* [The data]:
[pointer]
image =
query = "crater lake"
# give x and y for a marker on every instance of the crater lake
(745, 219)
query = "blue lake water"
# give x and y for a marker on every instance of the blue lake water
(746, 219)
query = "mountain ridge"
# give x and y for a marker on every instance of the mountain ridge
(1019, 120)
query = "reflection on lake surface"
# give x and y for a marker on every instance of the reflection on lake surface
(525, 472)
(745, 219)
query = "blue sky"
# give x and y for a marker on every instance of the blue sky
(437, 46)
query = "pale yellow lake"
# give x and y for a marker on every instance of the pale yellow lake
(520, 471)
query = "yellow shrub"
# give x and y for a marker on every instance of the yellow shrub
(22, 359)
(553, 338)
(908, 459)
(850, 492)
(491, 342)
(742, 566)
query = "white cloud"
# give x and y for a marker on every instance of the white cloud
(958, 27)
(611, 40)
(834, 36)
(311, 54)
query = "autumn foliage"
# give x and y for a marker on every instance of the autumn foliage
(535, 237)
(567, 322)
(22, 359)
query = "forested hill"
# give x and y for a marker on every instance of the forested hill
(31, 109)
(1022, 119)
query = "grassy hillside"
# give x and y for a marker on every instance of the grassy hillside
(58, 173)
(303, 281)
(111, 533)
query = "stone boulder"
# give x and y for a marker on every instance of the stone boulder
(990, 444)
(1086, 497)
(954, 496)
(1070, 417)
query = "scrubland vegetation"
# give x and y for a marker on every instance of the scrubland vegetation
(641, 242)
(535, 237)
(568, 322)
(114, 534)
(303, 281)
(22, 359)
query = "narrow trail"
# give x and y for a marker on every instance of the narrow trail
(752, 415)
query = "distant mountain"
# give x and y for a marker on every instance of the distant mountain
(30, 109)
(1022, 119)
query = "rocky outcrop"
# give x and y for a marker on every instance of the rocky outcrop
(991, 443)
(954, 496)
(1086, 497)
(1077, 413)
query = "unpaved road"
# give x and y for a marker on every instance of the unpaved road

* [Task directions]: When you write out the listing, keep every line exactly as it is above.

* [Answer to this problem]:
[pointer]
image =
query = "crater lake"
# give x and y for a marker on every instance of the crater lake
(745, 219)
query = "blue lake water"
# give x and y for a marker on every instance of the blue lake water
(746, 219)
query = "mountain ridge"
# give x and y for a marker on every instance of the mountain ridge
(1019, 120)
query = "reflection on lake surface"
# give x and y for a marker on every instance of the reflection on lake surface
(525, 472)
(745, 219)
query = "blue sky"
# give x and y for a marker on every instance of the blue sky
(437, 46)
query = "pale yellow lake"
# give x and y for a marker on every instance of the pale yellow lake
(520, 471)
query = "yellow shrub"
# give x and y for a marker on every instance of the yellow shrub
(22, 359)
(553, 338)
(908, 459)
(850, 492)
(491, 342)
(742, 566)
query = "white cloud"
# give x and y for a marker on every instance of the white cloud
(958, 27)
(611, 40)
(834, 36)
(311, 54)
query = "autumn foliage"
# give x and y for a marker on every instance of the autumn foliage
(535, 237)
(567, 322)
(22, 359)
query = "forested hill"
# give x and y for a marker on every instance of the forested hill
(31, 109)
(1022, 119)
query = "grassy hillside"
# give x and y for a marker on every instance of the grassy hillside
(58, 173)
(303, 281)
(111, 533)
query = "stone boulder"
# give x and y for a marker on every instance of the stone boulder
(990, 444)
(1086, 497)
(954, 496)
(1070, 417)
query = "scrubland vegetation"
# give x and y for a marker on every instance of the scrubland vegetation
(641, 242)
(535, 237)
(568, 322)
(114, 534)
(303, 281)
(22, 359)
query = "narrow trail"
# give x and y for a marker on every instance of the narrow trail
(752, 415)
query = "distant mountain"
# give x and y for a marker on every instance of the distant mountain
(30, 109)
(1022, 119)
query = "rocky outcrop"
# give x and y for a marker on every instance of the rocky outcrop
(991, 443)
(954, 496)
(1086, 497)
(1077, 413)
query = "unpaved road"
# give x and y for a marker on every instance of the unpaved road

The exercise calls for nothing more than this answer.